ASSIGNMENT: Down to the last line, print the material below verbatim.
#### RECORD EXTRACTS ####
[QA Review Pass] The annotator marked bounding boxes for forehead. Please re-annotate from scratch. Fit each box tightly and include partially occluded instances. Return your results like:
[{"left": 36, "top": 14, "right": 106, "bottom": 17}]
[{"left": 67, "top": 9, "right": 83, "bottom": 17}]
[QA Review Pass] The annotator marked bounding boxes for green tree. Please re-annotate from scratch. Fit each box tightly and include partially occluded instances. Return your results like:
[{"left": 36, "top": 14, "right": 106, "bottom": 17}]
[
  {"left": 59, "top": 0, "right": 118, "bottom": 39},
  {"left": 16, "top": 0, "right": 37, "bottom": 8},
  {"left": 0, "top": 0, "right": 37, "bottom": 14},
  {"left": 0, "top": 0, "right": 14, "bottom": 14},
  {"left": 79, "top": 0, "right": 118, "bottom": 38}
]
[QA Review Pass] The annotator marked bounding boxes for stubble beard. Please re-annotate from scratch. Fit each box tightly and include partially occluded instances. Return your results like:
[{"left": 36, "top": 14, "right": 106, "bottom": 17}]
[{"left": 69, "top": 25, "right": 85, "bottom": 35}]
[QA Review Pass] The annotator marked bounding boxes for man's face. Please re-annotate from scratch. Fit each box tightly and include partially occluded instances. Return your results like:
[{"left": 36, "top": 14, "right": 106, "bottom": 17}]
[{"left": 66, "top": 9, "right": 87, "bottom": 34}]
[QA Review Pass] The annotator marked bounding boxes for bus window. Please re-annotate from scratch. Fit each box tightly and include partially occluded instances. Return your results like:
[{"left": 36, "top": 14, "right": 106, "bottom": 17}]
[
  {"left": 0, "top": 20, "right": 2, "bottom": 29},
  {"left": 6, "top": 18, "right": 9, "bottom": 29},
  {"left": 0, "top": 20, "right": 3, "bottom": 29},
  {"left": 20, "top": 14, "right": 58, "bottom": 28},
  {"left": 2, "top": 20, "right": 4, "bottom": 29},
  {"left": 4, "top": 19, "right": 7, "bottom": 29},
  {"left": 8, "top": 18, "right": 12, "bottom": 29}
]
####
ANSWER TO THE PROBLEM:
[QA Review Pass] The annotator marked bounding boxes for forehead. Please re-annotate from scratch. Fit each box tightly and include partially occluded instances. Return your results like:
[{"left": 36, "top": 14, "right": 106, "bottom": 17}]
[{"left": 67, "top": 9, "right": 83, "bottom": 17}]
[QA Review Pass] The annotator marked bounding boxes for green tree. Please re-annotate from scratch. Fit each box tightly and include partially occluded instances. Return your results like:
[{"left": 36, "top": 14, "right": 106, "bottom": 17}]
[
  {"left": 59, "top": 0, "right": 118, "bottom": 39},
  {"left": 16, "top": 0, "right": 37, "bottom": 8},
  {"left": 0, "top": 0, "right": 37, "bottom": 14},
  {"left": 0, "top": 0, "right": 14, "bottom": 14},
  {"left": 79, "top": 0, "right": 118, "bottom": 38}
]
[QA Review Pass] The annotator marked bounding boxes for stubble beard. Please re-annotate from scratch. Fit each box tightly and include partially occluded instances. Return your results like:
[{"left": 36, "top": 14, "right": 106, "bottom": 17}]
[{"left": 69, "top": 25, "right": 85, "bottom": 35}]
[QA Review Pass] The annotator marked bounding boxes for man's face. Please re-annotate from scratch. Fit each box tightly and include partially occluded instances. Return your results like:
[{"left": 36, "top": 14, "right": 106, "bottom": 17}]
[{"left": 66, "top": 9, "right": 87, "bottom": 34}]
[QA Review Pass] The annotator marked bounding boxes for bus window. Please re-annotate from scratch. Fit each box tightly and include partially occluded instances. Return your results like:
[{"left": 36, "top": 14, "right": 106, "bottom": 17}]
[
  {"left": 0, "top": 20, "right": 2, "bottom": 29},
  {"left": 6, "top": 18, "right": 9, "bottom": 29},
  {"left": 0, "top": 20, "right": 3, "bottom": 29},
  {"left": 20, "top": 14, "right": 58, "bottom": 28},
  {"left": 2, "top": 20, "right": 4, "bottom": 29},
  {"left": 4, "top": 19, "right": 7, "bottom": 29},
  {"left": 8, "top": 18, "right": 12, "bottom": 29}
]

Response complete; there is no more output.